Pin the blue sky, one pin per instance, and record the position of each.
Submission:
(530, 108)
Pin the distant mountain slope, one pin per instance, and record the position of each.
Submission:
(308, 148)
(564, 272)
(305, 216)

═══

Task description
All lines with the word "position" should be copied from the material above.

Response box
Pin the blue sky, one pin per instance, and record the position of each.
Pin the distant mountain slope, one pin per instance, and record the position of each.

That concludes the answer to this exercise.